> **Given task**: In the Walmart snow removal thread, which company does John_DeereGreen suggest contacting about Walmart stores in Pennsylvania?

> **Quoted passage**:
## START

# Walmart Snow and Ice Removal



## Brookside Landscaping

Looking for some insight on who to contact regarding snow bids. Went through Walmart.com and submitted application to be a vendor as directed. Received an automated email from Real Estate Procurement stating that they received our application. I've tried to contact the specialist that emailed me, but haven't gotten any response. Also left a message in the general mailbox for Real Estate Procurement. If anyone has any inside info on how and who to submit a bid to I would be sooooooooo thankful.

Thanks,
Jen
Office Manager


----------



## John_DeereGreen

A location would help you get some better answers


----------



## Brookside Landscaping

Northumberland County Pennsylvania


----------



## LapeerLandscape

Have you tried going to the store and talking to the manager.


----------



## Brookside Landscaping

Yes. They said that all landscaping and snow removal must go through the home office. Which I have done. Left several messages also with no response.


----------



## BossPlow2010

It’s like deja vu every year someone asks how to bid Walmart.

Edit:
Maybe they already have a contractor for snow, it is the end of September after all.


----------



## John_DeereGreen

There are quite a few around here that haven't been awarded yet. If the NSP doesn't know who's got them, there's no way a sub can be had yet. 

Divisions Maintenance Group has a bunch of Walmart's in PA, try checking with them.


----------



## cjames808

I can see a 7 acre 24hr Wal Mart Parking lot here from my office desk. The guys who plow it do it in about 30 minutes with two loaders & 12' pushers. Fast and HARD is how you do those types of places to win. We don't do those simply because we do no have a fleet of $100k wheel loaders and a salt dome larger than the municipalities, they do.


----------



## cwren2472

BossPlow2010 said:


> It's like deja vu every year someone asks how to bid Walmart.


Didn't you post this already?


----------



## John_DeereGreen

cjames808 said:


> I can see a 7 acre 24hr Wal Mart Parking lot here from my office desk. The guys who plow it do it in about 30 minutes with two loaders & 12' pushers. Fast and HARD is how you do those types of places to win. We don't do those simply because we do no have a fleet of $100k wheel loaders and a salt dome larger than the municipalities, they do.

## END

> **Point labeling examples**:

## START

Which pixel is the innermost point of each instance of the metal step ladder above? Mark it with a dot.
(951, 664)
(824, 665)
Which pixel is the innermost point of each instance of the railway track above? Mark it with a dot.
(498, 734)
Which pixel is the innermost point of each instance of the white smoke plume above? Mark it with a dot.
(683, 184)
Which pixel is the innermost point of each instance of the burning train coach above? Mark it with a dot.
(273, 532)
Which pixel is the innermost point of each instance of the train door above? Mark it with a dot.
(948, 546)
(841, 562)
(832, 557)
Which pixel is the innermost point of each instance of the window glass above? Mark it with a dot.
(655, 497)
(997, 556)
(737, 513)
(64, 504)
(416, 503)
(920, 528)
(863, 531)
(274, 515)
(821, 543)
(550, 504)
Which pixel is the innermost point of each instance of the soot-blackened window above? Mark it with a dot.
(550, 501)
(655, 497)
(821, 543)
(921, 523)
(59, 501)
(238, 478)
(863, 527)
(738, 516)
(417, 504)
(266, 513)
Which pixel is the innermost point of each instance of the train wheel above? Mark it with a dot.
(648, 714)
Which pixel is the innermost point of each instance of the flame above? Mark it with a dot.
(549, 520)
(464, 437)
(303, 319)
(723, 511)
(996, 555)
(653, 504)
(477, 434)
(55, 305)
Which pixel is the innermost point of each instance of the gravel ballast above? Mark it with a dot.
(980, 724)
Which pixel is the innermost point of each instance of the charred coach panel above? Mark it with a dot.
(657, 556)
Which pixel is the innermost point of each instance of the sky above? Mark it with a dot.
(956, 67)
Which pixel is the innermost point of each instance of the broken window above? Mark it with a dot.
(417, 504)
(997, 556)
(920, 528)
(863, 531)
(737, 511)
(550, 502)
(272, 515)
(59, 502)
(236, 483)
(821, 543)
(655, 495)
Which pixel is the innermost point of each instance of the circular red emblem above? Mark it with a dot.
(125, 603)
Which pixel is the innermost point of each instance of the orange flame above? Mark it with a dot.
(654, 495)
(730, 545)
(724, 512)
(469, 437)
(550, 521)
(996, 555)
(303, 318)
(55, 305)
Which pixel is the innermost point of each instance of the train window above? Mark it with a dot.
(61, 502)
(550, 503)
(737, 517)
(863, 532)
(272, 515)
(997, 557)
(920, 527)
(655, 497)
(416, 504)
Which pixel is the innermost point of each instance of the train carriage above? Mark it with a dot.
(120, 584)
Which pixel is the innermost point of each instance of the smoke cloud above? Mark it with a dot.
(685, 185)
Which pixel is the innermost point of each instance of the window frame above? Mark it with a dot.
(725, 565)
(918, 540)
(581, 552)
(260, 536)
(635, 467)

## END

> **Finished exercise**: Divisions Maintenance Group